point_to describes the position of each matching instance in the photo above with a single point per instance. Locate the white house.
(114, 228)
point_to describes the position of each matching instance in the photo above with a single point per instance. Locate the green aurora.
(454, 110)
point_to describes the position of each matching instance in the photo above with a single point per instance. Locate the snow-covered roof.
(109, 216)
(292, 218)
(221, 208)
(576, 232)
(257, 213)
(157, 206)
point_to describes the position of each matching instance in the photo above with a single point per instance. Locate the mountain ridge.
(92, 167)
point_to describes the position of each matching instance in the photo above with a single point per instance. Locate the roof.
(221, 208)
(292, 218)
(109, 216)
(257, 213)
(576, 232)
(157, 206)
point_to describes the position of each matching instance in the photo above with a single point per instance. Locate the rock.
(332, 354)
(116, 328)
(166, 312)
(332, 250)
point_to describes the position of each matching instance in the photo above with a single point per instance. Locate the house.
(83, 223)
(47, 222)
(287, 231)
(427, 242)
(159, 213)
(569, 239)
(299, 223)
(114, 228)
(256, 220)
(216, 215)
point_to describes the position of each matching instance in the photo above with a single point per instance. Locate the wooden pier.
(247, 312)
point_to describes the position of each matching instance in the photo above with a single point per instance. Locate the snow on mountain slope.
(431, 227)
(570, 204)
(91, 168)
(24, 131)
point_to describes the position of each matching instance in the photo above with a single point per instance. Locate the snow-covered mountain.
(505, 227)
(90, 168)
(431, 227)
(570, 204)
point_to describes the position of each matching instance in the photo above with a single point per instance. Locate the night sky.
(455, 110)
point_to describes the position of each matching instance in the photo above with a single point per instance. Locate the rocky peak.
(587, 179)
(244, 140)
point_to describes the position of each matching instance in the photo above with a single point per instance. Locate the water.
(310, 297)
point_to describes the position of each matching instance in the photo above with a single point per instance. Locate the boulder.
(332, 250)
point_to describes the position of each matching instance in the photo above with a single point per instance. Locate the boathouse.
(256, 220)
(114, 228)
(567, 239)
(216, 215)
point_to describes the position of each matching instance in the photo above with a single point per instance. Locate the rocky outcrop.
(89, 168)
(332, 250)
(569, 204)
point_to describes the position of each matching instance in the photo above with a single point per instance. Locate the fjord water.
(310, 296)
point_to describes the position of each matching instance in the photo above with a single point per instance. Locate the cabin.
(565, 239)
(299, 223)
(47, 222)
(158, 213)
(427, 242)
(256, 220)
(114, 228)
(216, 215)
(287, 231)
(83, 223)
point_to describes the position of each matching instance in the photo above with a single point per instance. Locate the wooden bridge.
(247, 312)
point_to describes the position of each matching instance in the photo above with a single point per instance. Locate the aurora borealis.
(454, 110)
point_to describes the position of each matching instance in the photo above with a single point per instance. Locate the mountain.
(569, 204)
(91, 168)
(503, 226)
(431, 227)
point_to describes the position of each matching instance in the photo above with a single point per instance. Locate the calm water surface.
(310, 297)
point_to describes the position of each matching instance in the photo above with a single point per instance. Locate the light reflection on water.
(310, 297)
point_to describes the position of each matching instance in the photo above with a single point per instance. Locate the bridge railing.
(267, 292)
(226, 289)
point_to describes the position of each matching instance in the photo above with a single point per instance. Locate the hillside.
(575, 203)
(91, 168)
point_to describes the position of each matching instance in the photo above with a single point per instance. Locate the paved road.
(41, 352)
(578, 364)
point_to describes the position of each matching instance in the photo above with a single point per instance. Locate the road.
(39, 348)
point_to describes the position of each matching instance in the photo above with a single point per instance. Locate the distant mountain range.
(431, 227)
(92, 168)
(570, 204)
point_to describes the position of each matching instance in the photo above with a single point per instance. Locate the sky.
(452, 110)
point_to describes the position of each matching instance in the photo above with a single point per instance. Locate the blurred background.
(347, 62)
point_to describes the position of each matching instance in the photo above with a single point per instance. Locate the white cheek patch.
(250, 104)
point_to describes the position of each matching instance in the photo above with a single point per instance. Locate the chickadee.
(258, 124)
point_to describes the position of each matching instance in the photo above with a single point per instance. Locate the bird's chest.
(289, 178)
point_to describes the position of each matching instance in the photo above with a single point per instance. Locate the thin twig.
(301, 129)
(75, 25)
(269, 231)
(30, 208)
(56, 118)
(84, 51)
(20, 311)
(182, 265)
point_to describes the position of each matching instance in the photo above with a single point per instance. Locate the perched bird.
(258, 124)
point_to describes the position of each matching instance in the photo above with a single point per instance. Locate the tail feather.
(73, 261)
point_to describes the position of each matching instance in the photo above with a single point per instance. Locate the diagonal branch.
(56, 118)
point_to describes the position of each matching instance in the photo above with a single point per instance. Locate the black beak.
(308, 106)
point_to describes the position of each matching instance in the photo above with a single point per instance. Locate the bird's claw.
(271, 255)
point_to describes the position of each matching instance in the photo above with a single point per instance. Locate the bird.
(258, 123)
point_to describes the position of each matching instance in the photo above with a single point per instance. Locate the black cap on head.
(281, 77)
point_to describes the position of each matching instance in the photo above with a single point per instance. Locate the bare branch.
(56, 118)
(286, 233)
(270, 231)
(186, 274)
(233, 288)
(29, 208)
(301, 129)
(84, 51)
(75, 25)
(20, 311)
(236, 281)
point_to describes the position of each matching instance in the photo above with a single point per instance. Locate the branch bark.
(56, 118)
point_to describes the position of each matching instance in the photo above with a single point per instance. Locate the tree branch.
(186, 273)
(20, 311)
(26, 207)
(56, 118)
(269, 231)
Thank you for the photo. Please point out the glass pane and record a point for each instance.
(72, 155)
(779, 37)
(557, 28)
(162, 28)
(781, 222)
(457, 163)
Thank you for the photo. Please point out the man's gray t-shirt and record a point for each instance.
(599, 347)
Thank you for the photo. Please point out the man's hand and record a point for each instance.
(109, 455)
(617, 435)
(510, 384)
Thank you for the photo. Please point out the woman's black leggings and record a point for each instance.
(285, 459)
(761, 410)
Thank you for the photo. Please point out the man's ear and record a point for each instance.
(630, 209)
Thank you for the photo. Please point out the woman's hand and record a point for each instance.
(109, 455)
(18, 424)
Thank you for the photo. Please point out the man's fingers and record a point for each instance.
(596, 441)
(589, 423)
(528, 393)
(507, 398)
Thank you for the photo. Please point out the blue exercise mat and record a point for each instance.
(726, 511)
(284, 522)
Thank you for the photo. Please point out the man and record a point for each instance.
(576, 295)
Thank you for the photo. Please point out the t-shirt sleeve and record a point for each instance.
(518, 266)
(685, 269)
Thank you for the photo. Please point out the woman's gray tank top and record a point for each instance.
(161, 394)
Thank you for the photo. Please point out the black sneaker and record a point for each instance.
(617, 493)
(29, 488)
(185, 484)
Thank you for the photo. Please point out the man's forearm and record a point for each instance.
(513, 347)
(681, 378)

+--

WHAT IS REQUIRED:
Rewrite all of the records above with each "instance" changed to "occurrence", leaving everything else untouched.

CORRECT RESULT:
point_to describes the position of each matching occurrence in the photo above with a single point per occurrence. Locate the white house.
(114, 228)
point_to describes the position of each matching occurrence in the photo above with a single point per occurrence. Locate the green aurora.
(454, 110)
point_to describes the position of each matching occurrence in the photo above with a single point per occurrence. Locate the snow-covered roof.
(109, 216)
(292, 218)
(221, 208)
(576, 232)
(257, 213)
(157, 206)
point_to describes the position of each matching occurrence in the photo above with a single point per occurrence. Locate the mountain ridge.
(92, 167)
point_to describes the position of each matching occurrence in the photo above with a single point per occurrence. Locate the roof.
(221, 208)
(292, 218)
(109, 216)
(257, 213)
(576, 232)
(157, 206)
point_to describes the position of each matching occurrence in the photo above with a single point per occurrence. Locate the rock.
(332, 354)
(116, 328)
(166, 312)
(332, 250)
point_to describes the position of each matching occurrence in the photo above with a single point per occurrence. Locate the house.
(83, 223)
(47, 222)
(287, 231)
(427, 242)
(159, 213)
(569, 239)
(299, 223)
(114, 228)
(256, 220)
(216, 215)
point_to describes the position of each matching occurrence in the photo above with a single point per occurrence. Locate the wooden pier.
(247, 312)
point_to describes the position of each matching occurrence in the photo above with a single point per occurrence. Locate the snow on mountain slope.
(431, 227)
(570, 204)
(91, 168)
(24, 131)
point_to describes the position of each matching occurrence in the photo above with a single point per occurrence. Locate the snow-covered mountain.
(505, 227)
(90, 168)
(431, 227)
(570, 204)
point_to describes the position of each matching occurrence in the photo above with a single point per occurrence. Locate the night sky.
(455, 110)
point_to describes the position of each matching occurrence in the photo above with a single point per occurrence. Locate the rocky peak.
(587, 179)
(244, 140)
point_to describes the position of each matching occurrence in the photo above with a single point per occurrence. Locate the water.
(310, 297)
point_to describes the position of each matching occurrence in the photo above with a single point per occurrence. Locate the boulder.
(332, 250)
point_to describes the position of each matching occurrence in the photo above with a single point per occurrence. Locate the boathouse.
(256, 220)
(114, 228)
(567, 239)
(216, 215)
point_to describes the position of each matching occurrence in the photo above with a single point per occurrence. Locate the rocky outcrop.
(89, 168)
(332, 250)
(569, 204)
point_to describes the position of each matching occurrence in the photo above with a single point per occurrence. Locate the fjord water.
(310, 296)
point_to describes the position of each matching occurrence in the photo above with a single point per occurrence. Locate the cabin.
(565, 239)
(299, 223)
(47, 222)
(158, 213)
(427, 242)
(256, 220)
(114, 228)
(216, 215)
(287, 231)
(83, 223)
point_to describes the position of each matching occurrence in the photo above with a single point per occurrence. Locate the wooden bridge.
(247, 312)
point_to describes the position of each matching occurrence in the photo above with a single point per occurrence. Locate the aurora borealis.
(454, 110)
point_to describes the position of each matching occurrence in the photo above with a single point per occurrence. Locate the mountain.
(569, 204)
(91, 168)
(503, 226)
(431, 227)
point_to describes the position of each matching occurrence in the photo above with a single point per occurrence. Locate the calm water surface.
(310, 297)
point_to describes the position of each matching occurrence in the photo above with a single point per occurrence. Locate the light reflection on water.
(310, 297)
point_to describes the position of each matching occurrence in the photo above with a single point per occurrence. Locate the bridge railing.
(267, 292)
(226, 289)
point_to describes the position of each matching occurrence in the photo above with a single point per occurrence. Locate the hillside.
(575, 203)
(91, 168)
point_to describes the position of each matching occurrence in the photo above with a single point per occurrence. Locate the paved road.
(41, 352)
(578, 364)
point_to describes the position of each matching occurrence in the photo above with a single point per occurrence. Locate the road.
(39, 348)
point_to describes the position of each matching occurrence in the photo above with a single point per occurrence. Locate the distant mountain range.
(431, 227)
(92, 168)
(570, 204)
point_to describes the position of each matching occurrence in the photo above with a single point per occurrence. Locate the sky.
(452, 110)
point_to describes the position of each matching occurrence in the photo above with a single point per occurrence. Locate the blurred background.
(347, 62)
point_to describes the position of each matching occurrence in the photo above with a single point per occurrence. Locate the white cheek patch.
(250, 104)
point_to describes the position of each matching occurrence in the photo above with a single point per occurrence. Locate the chickadee.
(258, 124)
point_to describes the position of each matching occurrence in the photo above with a single point per occurrence. Locate the bird's chest.
(289, 178)
point_to describes the position of each matching occurrence in the photo above with a single point per occurrence. Locate the thin twig.
(301, 129)
(75, 25)
(269, 231)
(30, 208)
(56, 118)
(84, 51)
(20, 311)
(182, 265)
point_to describes the position of each matching occurrence in the photo above with a single point per occurrence. Locate the perched bird.
(258, 124)
point_to describes the position of each matching occurrence in the photo above with a single point per occurrence. Locate the tail feather.
(73, 261)
point_to describes the position of each matching occurrence in the photo above with a single point per occurrence. Locate the diagonal branch.
(56, 118)
point_to describes the position of each matching occurrence in the photo above with a single point per occurrence. Locate the black beak.
(308, 106)
point_to describes the position of each matching occurrence in the photo above with a single point per occurrence. Locate the bird's claw.
(271, 255)
point_to describes the position of each matching occurrence in the photo above with a single point per occurrence. Locate the bird.
(258, 123)
point_to describes the position of each matching occurrence in the photo above with a single point per occurrence. Locate the black cap on head.
(281, 77)
point_to describes the position of each matching occurrence in the photo above with a single point per occurrence. Locate the bare branch.
(56, 118)
(286, 233)
(270, 231)
(186, 274)
(233, 288)
(29, 208)
(301, 129)
(84, 51)
(75, 25)
(20, 311)
(236, 281)
point_to describes the position of each matching occurrence in the photo above with a single point per occurrence. Locate the branch bark.
(56, 118)
point_to describes the position of each matching occurrence in the photo above with a single point per occurrence. Locate the tree branch.
(186, 273)
(20, 311)
(26, 207)
(56, 118)
(269, 231)
Thank you for the photo. Please point out the glass pane and record a point for each occurrence.
(72, 155)
(779, 37)
(557, 28)
(162, 28)
(781, 222)
(457, 163)
Thank you for the photo. Please point out the man's gray t-shirt and record a point for each occurrence.
(599, 347)
Thank you for the photo. Please point out the man's hand and record a point for each occurrence.
(109, 455)
(617, 435)
(510, 384)
Thank you for the photo. Please point out the woman's black leggings and record a point for each occurrence.
(285, 459)
(761, 410)
Thank you for the photo. Please point out the man's ear and record a point for each occurrence.
(630, 209)
Thank you for the photo. Please point out the woman's hand and record a point for each occurrence.
(109, 455)
(18, 424)
Thank you for the photo. Please point out the man's fingers and record a point for each occurrence.
(596, 441)
(589, 423)
(528, 393)
(507, 398)
Thank you for the photo. Please point out the blue exercise mat and record a point for each occurrence.
(726, 511)
(284, 522)
Thank you for the photo. Please point out the man and record a point for each occurrence.
(576, 295)
Thank you for the photo. Please point out the t-shirt sleeve and record a point for each occurrence.
(518, 266)
(685, 269)
Thank you for the photo. Please point out the woman's gray tank top and record a point for each occurrence.
(161, 394)
Thank you for the photo. Please point out the black sneaker and record a point for each occurrence.
(617, 493)
(29, 488)
(185, 484)
Thank you for the photo. Please point out the man's forearm and record a point for each occurrence.
(513, 347)
(681, 378)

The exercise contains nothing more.